*Parts of the exercise*
1 - In the forum thread below about a grinding problem, what clutch did the first poster install about a year earlier?
2 - Translate this sentence from the grinding problem thread into Spanish: "i replaced the clutch with an act street clutch about a year ago and it started doing this recently."

*Selected extract*
# grinding problem



## chuckone (Aug 4, 2002)

whats up. i have a ?. i have a 94 sentra and lately when the car gets hot and i shift in to 2nd gear the clutch grinds.it only does it going into second gear.and it only does it when the cars been runing for a long time.any help would be appreciated.i replaced the clutch with an act street clutch about a year ago and it started doing this recently.


----------



## new94 (Jan 9, 2004)

Mine does the same thing once and while, my tranny fluid looked good so i left it but i think it's better to put some good synthetic in it. This will hopefully eliminate alot of the 2nd gear grind if not totally!


----------



## DanTheMan (Jan 12, 2003)

*ACT stage1*



new94 said:


> Mine does the same thing once and while, my tranny fluid looked good so i left it but i think it's better to put some good synthetic in it. This will hopefully eliminate alot of the 2nd gear grind if not totally!

*Records provided*
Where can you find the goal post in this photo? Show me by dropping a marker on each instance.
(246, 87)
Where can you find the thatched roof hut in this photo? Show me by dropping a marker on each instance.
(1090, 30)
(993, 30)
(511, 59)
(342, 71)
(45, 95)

*Answers*
1 - An ACT street clutch.

2 - Reemplacé el embrague por un embrague ACT Street hace aproximadamente un año y recientemente empezó a hacer esto.